Given instruction
Can you give everything from the line containing "Give one point for each instance of the white fuzzy" down to the end of the records again, with "catkin" switched to "bud" and nothing else changed?

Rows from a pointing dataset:
-----

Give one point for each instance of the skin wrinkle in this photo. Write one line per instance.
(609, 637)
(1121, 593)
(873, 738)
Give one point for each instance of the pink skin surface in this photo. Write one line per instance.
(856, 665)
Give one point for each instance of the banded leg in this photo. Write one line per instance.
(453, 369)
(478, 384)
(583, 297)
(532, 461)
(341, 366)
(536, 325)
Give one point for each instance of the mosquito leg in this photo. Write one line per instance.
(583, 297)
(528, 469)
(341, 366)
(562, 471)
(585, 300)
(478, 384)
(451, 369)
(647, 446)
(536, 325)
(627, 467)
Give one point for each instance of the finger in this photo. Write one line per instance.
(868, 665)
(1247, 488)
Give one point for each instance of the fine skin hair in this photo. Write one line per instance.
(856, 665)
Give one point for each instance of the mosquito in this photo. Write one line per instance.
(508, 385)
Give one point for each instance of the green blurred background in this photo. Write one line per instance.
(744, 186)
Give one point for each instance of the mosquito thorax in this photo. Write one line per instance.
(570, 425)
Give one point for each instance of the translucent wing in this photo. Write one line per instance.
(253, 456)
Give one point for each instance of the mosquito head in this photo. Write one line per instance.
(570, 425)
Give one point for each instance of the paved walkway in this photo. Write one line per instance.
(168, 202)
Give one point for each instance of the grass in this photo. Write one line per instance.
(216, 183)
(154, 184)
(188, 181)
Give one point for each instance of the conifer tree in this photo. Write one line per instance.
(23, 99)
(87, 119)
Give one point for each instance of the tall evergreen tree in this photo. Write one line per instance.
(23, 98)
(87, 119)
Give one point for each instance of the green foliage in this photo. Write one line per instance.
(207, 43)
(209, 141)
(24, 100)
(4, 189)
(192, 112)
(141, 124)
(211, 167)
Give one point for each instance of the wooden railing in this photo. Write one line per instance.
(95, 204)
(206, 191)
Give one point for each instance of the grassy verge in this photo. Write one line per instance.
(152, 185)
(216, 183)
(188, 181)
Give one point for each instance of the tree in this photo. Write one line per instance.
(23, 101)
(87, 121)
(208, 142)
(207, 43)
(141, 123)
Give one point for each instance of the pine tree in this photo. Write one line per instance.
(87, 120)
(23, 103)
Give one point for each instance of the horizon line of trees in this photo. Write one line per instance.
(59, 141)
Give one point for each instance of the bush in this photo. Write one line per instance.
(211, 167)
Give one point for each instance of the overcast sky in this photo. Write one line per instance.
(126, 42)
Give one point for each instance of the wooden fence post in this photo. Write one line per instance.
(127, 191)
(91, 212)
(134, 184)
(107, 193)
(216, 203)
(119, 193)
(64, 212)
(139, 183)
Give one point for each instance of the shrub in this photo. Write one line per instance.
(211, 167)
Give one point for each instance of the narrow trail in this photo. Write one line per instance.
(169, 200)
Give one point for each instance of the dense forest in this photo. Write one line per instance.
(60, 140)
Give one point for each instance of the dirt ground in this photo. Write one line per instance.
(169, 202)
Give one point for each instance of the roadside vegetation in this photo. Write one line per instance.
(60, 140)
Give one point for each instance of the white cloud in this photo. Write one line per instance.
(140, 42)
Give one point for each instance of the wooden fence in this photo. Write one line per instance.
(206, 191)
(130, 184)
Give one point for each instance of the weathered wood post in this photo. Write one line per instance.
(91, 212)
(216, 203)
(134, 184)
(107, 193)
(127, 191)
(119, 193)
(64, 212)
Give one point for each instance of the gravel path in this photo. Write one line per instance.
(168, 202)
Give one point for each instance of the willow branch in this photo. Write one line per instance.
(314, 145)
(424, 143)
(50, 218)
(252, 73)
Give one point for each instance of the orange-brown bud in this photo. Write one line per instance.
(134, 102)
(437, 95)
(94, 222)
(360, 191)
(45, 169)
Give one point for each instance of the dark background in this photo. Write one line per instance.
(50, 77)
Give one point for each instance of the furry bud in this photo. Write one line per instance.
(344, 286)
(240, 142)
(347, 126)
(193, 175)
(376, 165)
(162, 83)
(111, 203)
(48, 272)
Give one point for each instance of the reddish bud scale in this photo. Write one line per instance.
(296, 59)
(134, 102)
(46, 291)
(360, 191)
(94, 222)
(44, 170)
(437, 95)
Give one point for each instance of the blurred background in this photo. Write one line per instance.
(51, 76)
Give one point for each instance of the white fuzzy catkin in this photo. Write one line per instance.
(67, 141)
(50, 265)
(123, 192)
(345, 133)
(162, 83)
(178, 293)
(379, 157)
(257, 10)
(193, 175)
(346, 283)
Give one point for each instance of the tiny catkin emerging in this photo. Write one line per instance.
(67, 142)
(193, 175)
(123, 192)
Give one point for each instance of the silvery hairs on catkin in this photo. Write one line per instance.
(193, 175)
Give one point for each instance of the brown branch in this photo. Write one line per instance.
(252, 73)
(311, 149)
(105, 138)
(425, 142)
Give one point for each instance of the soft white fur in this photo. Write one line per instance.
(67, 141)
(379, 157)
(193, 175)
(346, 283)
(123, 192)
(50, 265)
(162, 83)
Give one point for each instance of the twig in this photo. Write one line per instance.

-----

The answer
Give one point for each instance of the white fuzzy bud in this photo. Write one line per instance.
(67, 141)
(50, 265)
(123, 192)
(345, 133)
(162, 83)
(178, 293)
(379, 157)
(257, 10)
(193, 175)
(346, 283)
Give one point for each instance of the tiny bud emerging in this photo. Write one line per instance.
(67, 142)
(193, 175)
(123, 192)
Give one point for each instance of the silvery hairs on bud in this photo. Write one line per instance.
(193, 175)
Give one point for each instance of the brown branch in this photo. Write one line per instance.
(252, 73)
(311, 149)
(105, 138)
(425, 142)
Give one point for each instance of the soft white fur in this photo. Write one line per instance.
(67, 141)
(379, 157)
(193, 175)
(346, 283)
(123, 192)
(50, 265)
(162, 83)
Give one point for each instance of the twig in this photo. Write one line per instance.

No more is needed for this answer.